_Instruction A_. Extract every line of the entries below that contains the string "windshield", matching case exactly.

## START Text provided

# Solved: VBA to import multiple XML Files



## johnsmith1758 (Aug 10, 2006)

Hi all,

I have a problem with importing a number of XML Files into an Excel spreadsheet (Excel 2007) for data analysis purposes. Essentially, I going to be recieving a number of XML files each week, which I'll need to import and carry out some simple analysis upon. The number and file name of the XML files that I'll recieve will be variable and difficult to predict (but it's safe to assume that the number is normally going to be in the thousands!), but they will all be deposited in the same folder until processing has been completed.

I have written a quick macro that interrogates the folder that I'll use to store the data, and returns the file names of the XML files in a list in Column A to sheet called, cleverly, "Files".

## END Text provided
## START Dataset excerpts

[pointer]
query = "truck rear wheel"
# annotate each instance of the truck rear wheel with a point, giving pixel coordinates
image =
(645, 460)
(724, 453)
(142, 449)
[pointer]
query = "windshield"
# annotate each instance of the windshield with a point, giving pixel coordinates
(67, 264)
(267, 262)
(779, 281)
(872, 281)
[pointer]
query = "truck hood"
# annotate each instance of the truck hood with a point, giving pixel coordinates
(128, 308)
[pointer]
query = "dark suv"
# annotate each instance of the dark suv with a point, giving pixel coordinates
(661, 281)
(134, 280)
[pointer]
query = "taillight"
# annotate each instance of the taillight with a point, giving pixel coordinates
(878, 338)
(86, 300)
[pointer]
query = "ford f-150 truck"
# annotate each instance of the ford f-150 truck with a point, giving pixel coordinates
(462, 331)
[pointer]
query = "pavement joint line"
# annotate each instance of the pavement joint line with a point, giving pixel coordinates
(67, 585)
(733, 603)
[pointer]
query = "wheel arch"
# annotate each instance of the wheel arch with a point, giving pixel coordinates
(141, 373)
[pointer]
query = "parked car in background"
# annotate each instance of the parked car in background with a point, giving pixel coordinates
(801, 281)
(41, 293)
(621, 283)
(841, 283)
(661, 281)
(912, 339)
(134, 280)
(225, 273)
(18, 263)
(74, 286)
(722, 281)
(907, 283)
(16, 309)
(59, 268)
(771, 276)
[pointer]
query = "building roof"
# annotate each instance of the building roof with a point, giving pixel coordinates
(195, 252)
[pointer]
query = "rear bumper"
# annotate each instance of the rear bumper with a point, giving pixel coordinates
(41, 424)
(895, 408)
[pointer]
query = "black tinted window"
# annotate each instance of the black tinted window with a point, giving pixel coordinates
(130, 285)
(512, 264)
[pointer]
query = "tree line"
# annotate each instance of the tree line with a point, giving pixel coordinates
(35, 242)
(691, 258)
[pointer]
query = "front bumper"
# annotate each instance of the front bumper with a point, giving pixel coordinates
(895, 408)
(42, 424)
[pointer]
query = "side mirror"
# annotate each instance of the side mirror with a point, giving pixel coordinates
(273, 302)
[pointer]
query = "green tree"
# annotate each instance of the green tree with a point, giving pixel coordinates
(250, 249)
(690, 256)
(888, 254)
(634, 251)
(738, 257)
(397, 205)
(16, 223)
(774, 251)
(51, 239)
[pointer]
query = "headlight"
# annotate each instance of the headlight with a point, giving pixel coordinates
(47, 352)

## END Dataset excerpts

_Instruction B_. Continue the forum post above about importing multiple XML files into Excel with VBA, starting after its final sentence.

_Task output A_.
query = "windshield"
# annotate each instance of the windshield with a point, giving pixel coordinates

_Task output B_.
The next part is where I'm struggling. I would like to import the data from each of the files listed, row by row (starting in row 2), into another sheet, "XML Data".

Because of the variable number and name of the files, I don't want to hard-code the name of the files into the macro. I thought this might be avoidable as I already have a function to create a list of the files that I'm interested in, but I can't seem to get my head around it!

Any help you can provide would be much appreciated.

Many thanks


----------



## johnsmith1758 (Aug 10, 2006)

All,

I've found a solution that seems to work. In case anybody is interested, I've used the following code:

Sub Batch_XML_Import()
On Error GoTo errh
Dim myWB As Workbook, WB As Workbook
Set myWB = ThisWorkbook
Dim myPath
myPath = "C:\Folder 1\Folder 2\Received XML Data\" '<<< change path
Dim myFile
myFile = Dir(myPath & "*.xml")
Dim t As Long, N As Long, r As Long, c As Long
t = 1
N = 0

Application.ScreenUpdating = False
Do While myFile <> ""
N = N + 1
Set WB = Workbooks.OpenXML(Filename:=myPath & myFile)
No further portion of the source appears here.